Work required: Return all lines below containing the word "sparkling".
--*--
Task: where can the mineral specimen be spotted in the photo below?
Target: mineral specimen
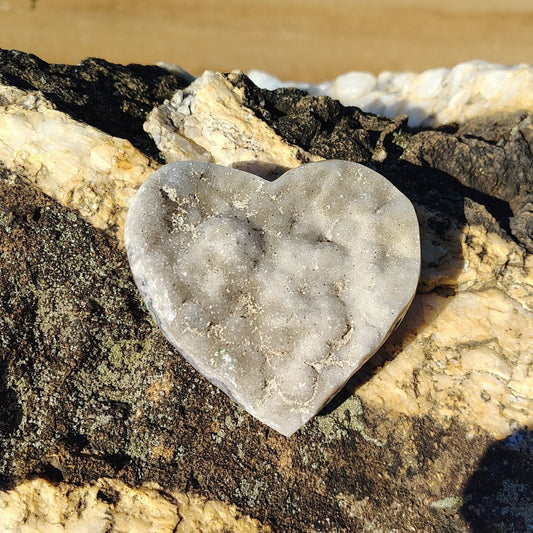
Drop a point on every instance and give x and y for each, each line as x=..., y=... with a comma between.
x=278, y=291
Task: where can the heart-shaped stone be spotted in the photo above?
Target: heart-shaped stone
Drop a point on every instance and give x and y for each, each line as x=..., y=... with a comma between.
x=277, y=292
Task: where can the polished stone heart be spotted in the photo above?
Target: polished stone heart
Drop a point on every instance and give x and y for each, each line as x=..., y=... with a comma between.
x=277, y=292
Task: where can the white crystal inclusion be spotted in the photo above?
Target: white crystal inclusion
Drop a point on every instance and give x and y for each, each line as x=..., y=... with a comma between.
x=279, y=291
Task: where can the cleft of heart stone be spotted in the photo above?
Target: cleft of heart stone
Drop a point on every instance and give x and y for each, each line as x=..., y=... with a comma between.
x=277, y=292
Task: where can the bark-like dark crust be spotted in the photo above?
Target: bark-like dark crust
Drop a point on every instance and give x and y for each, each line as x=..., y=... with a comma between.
x=89, y=387
x=113, y=98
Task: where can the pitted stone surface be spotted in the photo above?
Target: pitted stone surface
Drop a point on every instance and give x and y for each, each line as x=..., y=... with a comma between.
x=279, y=291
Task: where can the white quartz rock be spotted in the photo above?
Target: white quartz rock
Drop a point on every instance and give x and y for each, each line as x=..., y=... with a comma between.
x=431, y=98
x=278, y=291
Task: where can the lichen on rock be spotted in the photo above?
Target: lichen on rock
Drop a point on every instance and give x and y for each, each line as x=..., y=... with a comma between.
x=434, y=426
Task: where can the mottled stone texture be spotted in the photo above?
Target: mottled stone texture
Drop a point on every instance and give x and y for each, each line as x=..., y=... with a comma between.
x=113, y=98
x=432, y=434
x=276, y=291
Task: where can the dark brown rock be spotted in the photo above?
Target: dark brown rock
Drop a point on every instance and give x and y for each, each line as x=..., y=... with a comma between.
x=89, y=387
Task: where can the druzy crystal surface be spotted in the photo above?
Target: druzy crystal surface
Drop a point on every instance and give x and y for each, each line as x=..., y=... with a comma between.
x=277, y=292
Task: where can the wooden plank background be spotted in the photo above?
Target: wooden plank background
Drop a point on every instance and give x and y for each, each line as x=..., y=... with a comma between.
x=307, y=40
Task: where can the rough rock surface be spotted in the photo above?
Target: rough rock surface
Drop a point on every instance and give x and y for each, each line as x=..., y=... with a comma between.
x=276, y=291
x=431, y=98
x=432, y=434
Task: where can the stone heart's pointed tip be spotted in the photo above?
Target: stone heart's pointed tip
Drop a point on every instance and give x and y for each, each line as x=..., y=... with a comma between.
x=276, y=291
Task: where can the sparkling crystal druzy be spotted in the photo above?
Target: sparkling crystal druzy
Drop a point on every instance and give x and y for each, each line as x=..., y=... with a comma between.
x=277, y=292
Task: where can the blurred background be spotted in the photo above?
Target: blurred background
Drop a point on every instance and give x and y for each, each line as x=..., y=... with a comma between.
x=305, y=40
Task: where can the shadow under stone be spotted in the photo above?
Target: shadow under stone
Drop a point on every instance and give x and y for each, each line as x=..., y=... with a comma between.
x=498, y=498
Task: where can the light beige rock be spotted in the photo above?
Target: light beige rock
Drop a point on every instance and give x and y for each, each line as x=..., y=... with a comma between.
x=207, y=122
x=467, y=356
x=76, y=164
x=277, y=292
x=430, y=98
x=110, y=505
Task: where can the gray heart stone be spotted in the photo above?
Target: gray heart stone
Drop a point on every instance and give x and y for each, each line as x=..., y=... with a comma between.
x=277, y=292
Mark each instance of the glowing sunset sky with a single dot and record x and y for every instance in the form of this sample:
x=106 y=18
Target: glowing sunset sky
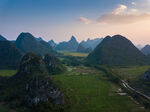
x=60 y=19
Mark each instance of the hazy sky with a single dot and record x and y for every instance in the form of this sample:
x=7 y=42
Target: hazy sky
x=60 y=19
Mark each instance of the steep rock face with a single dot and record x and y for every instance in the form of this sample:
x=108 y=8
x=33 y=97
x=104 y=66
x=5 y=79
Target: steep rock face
x=117 y=50
x=71 y=45
x=28 y=43
x=52 y=43
x=43 y=90
x=146 y=75
x=33 y=85
x=81 y=49
x=53 y=65
x=146 y=50
x=10 y=56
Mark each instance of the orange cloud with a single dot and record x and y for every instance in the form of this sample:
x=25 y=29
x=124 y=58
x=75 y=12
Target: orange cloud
x=123 y=15
x=84 y=20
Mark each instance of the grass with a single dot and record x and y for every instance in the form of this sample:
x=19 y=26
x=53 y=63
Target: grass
x=66 y=53
x=94 y=93
x=132 y=72
x=7 y=73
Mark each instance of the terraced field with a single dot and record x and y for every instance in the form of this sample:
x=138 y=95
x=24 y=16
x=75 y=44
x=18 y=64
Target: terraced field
x=94 y=93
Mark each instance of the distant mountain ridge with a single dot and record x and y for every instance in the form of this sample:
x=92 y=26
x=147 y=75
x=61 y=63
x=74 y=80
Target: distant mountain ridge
x=10 y=56
x=71 y=45
x=28 y=43
x=146 y=50
x=116 y=50
x=91 y=43
x=52 y=43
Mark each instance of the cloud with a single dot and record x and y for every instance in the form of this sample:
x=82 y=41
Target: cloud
x=133 y=3
x=123 y=15
x=84 y=20
x=120 y=9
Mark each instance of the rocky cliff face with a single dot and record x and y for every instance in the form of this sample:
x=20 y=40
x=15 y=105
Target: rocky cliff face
x=53 y=65
x=43 y=90
x=33 y=85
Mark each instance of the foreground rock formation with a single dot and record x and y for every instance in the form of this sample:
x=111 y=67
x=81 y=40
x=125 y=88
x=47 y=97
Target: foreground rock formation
x=33 y=86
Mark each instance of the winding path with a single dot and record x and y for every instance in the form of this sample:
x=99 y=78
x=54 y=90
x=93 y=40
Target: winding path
x=126 y=85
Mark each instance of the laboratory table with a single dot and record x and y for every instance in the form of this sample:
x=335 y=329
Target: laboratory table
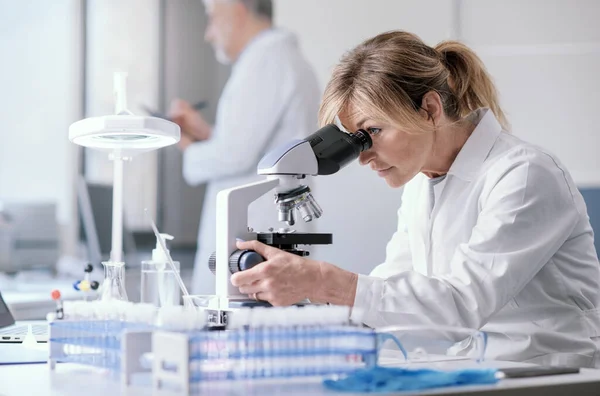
x=75 y=380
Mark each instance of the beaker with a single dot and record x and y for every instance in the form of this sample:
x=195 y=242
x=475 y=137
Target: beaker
x=113 y=287
x=159 y=285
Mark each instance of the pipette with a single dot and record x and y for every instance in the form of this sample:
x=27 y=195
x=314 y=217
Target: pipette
x=163 y=246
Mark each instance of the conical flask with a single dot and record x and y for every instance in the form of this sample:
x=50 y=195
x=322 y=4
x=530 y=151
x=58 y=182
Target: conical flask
x=113 y=287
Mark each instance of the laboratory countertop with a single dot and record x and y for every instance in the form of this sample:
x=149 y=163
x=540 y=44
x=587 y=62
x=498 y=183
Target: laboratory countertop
x=73 y=380
x=28 y=297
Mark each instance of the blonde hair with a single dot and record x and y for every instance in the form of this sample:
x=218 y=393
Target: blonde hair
x=387 y=76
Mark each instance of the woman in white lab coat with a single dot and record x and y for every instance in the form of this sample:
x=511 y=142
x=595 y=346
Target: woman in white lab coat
x=492 y=232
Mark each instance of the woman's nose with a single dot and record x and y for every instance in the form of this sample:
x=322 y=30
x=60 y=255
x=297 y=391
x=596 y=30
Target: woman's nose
x=365 y=157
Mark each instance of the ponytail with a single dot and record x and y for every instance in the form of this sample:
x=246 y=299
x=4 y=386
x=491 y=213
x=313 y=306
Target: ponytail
x=469 y=81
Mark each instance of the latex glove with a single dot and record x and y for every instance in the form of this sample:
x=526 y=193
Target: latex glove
x=191 y=122
x=283 y=279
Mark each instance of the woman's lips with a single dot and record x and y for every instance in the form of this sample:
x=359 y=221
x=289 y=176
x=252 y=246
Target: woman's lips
x=384 y=172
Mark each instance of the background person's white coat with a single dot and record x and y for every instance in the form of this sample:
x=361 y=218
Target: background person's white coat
x=271 y=98
x=507 y=248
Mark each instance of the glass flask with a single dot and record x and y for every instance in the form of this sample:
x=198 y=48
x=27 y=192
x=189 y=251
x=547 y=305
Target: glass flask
x=113 y=287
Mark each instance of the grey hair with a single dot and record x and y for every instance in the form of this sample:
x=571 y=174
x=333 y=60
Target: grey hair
x=260 y=8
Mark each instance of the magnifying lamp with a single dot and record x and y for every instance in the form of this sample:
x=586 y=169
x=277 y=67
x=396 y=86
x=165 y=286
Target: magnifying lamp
x=122 y=135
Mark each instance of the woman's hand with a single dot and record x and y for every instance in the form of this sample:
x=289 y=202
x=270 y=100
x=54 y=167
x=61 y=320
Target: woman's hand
x=285 y=278
x=193 y=126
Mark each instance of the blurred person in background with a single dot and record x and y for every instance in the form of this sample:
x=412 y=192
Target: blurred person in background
x=271 y=97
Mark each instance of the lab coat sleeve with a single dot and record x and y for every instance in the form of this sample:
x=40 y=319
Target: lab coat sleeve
x=397 y=252
x=249 y=118
x=524 y=219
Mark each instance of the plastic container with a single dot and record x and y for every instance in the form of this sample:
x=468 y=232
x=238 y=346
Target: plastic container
x=159 y=283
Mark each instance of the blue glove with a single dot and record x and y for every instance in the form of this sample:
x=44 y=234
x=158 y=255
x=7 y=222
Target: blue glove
x=391 y=379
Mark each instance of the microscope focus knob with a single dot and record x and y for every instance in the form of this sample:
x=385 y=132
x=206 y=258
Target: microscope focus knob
x=240 y=260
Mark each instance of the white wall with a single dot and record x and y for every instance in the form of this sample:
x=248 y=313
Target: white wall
x=545 y=57
x=359 y=208
x=40 y=98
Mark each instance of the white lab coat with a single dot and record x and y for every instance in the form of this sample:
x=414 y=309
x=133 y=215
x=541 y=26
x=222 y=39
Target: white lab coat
x=508 y=248
x=271 y=97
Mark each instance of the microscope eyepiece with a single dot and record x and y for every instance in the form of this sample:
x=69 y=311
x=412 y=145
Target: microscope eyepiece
x=335 y=148
x=363 y=139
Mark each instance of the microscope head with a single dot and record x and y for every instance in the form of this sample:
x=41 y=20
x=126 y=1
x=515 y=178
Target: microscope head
x=323 y=153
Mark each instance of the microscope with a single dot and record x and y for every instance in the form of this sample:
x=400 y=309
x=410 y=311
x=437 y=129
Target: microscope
x=324 y=152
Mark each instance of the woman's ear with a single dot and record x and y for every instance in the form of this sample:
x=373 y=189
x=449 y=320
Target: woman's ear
x=432 y=105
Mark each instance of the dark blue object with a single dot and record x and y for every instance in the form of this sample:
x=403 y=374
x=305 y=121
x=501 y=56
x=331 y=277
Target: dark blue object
x=391 y=379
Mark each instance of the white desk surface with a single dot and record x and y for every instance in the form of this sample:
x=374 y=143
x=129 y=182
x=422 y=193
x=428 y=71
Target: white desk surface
x=31 y=300
x=75 y=380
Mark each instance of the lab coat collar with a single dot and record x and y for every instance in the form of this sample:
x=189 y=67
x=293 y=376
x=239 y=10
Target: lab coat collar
x=477 y=147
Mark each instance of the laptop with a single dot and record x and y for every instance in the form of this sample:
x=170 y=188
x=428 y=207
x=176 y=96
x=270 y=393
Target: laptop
x=15 y=332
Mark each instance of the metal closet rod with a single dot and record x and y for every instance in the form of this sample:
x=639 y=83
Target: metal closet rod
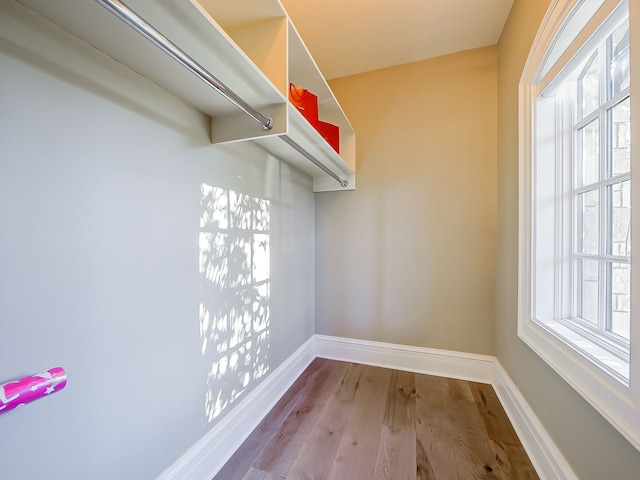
--*--
Response box:
Task: where can the sparkling crystal druzy be spotted in the photo above?
Target: sparkling crystal druzy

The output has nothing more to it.